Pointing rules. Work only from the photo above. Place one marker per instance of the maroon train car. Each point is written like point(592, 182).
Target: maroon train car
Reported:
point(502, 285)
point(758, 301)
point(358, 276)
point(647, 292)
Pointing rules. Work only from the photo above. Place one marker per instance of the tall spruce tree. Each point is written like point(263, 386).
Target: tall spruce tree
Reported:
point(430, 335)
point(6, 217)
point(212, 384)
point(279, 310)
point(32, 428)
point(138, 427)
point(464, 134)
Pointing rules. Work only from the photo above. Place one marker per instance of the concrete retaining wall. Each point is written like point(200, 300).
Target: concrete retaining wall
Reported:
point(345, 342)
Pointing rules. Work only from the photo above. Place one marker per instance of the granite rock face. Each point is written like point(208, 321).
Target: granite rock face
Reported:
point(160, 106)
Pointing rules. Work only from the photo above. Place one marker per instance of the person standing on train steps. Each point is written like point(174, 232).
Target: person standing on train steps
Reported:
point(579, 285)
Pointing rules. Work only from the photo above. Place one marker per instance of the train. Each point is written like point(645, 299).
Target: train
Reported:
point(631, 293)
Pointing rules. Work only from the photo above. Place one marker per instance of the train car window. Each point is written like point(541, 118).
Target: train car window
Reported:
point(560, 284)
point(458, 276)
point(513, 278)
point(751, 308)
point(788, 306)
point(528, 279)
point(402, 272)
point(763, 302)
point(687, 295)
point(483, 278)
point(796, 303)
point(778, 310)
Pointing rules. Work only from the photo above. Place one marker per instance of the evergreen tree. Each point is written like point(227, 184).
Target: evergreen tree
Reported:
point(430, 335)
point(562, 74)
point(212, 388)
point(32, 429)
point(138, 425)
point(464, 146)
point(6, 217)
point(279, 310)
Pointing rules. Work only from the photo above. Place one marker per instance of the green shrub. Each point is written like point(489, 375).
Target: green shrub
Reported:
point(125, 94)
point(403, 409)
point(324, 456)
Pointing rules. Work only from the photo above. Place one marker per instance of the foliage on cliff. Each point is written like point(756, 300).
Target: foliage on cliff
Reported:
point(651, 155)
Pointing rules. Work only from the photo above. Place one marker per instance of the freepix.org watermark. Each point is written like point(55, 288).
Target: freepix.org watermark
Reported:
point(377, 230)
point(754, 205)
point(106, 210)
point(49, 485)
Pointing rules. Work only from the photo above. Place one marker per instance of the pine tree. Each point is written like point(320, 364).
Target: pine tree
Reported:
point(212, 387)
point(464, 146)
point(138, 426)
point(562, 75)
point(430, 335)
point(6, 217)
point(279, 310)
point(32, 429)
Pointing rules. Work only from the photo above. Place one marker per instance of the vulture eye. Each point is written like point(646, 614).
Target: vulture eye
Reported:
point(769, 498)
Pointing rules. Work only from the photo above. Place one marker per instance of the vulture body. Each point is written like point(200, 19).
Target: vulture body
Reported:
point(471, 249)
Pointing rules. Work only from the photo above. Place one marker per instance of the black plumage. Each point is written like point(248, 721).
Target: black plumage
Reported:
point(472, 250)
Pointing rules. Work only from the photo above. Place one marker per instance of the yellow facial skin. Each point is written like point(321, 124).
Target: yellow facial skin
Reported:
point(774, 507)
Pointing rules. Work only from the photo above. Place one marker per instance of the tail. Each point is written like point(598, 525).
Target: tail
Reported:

● ● ● ● ● ● ●

> WHAT YOU NEED TO DO:
Exact retyping of all the entries is required.

> RESPONSE FOR THIS EXERCISE:
Pointing rules. Work only from the photo above. Place one marker per instance of the maroon train car. Each point is written like point(592, 182).
Target: maroon train car
Reported:
point(502, 285)
point(758, 301)
point(358, 276)
point(647, 292)
Pointing rules. Work only from the photo above. Place one marker per instance of the tall spruce tree. Each point is written like point(263, 386).
Target: tall spruce tree
Reported:
point(430, 335)
point(6, 217)
point(212, 384)
point(279, 310)
point(32, 428)
point(138, 427)
point(464, 134)
Pointing rules. Work only from the photo above. Place one marker per instance of the concrete retaining wall. Each point is written like point(200, 300).
Target: concrete retaining wall
Reported:
point(345, 342)
Pointing rules. Work only from the photo above. Place one marker per instance of the granite rock face. Each point is written like point(208, 321).
Target: granite rock face
Reported:
point(160, 106)
Pointing rules. Work only from the photo above. Place one marker per instance of the person standing on train steps. Each point is written like point(174, 232).
Target: person standing on train steps
Reported:
point(579, 285)
Pointing rules. Work only from the photo above. Place one marker per instance of the train. Each point is written like point(645, 299).
Target: train
Reported:
point(631, 293)
Pointing rules. Work only from the photo above. Place one marker per instance of the train car window. Each point is written like point(541, 118).
Target: train car window
Reported:
point(560, 284)
point(458, 276)
point(513, 278)
point(751, 308)
point(788, 306)
point(528, 279)
point(402, 272)
point(763, 302)
point(687, 295)
point(483, 278)
point(796, 303)
point(778, 310)
Pointing rules. Work only from the photo above. Place one marker per instance of the evergreen tree. Each point is written like point(227, 184).
Target: evergreen tree
Reported:
point(430, 335)
point(562, 74)
point(212, 388)
point(32, 429)
point(138, 425)
point(464, 146)
point(6, 217)
point(279, 310)
Pointing rules. Work only from the photo above. Place one marker per instance of the green shrub. Each point is written like point(489, 375).
Target: green shrub
Reported:
point(125, 94)
point(403, 409)
point(324, 456)
Pointing rules. Work only from the photo above. Place one marker per instance of the foliage on cliff. Each point is written like point(756, 300).
Target: foliage on cliff
Reported:
point(651, 155)
Pointing rules. Work only from the photo above. Place one marker per instance of the freepix.org watermark. Each point is written like point(55, 288).
Target: freepix.org watermark
Reported:
point(377, 230)
point(754, 205)
point(106, 210)
point(49, 485)
Pointing rules. Work only from the photo above. Place one marker per instance of the pine tree. Each point is written like point(320, 364).
Target: pine tree
Reported:
point(212, 387)
point(464, 146)
point(138, 426)
point(562, 75)
point(430, 335)
point(6, 217)
point(279, 310)
point(32, 429)
Pointing rules. Work only from the photo above. Place one marker per instance of the vulture eye. Each point is written like point(646, 614).
Target: vulture eye
Reported:
point(769, 498)
Pointing rules. Work only from the photo above. Place one marker per instance of the vulture body. Each point is written like point(200, 19).
Target: vulture body
Reported:
point(471, 249)
Pointing rules. Work only from the photo above. Place one marker per instance of the black plumage. Each point is written like point(248, 721).
Target: black plumage
Reported:
point(472, 250)
Pointing rules. Work only from the photo above. Place one marker per instance of the yellow facial skin. Each point is written like point(321, 124).
Target: yellow facial skin
Reported:
point(774, 507)
Pointing rules. Work only from the photo above. Place one marker per instance of the tail. Each point is written like point(598, 525).
Target: tail
Reported:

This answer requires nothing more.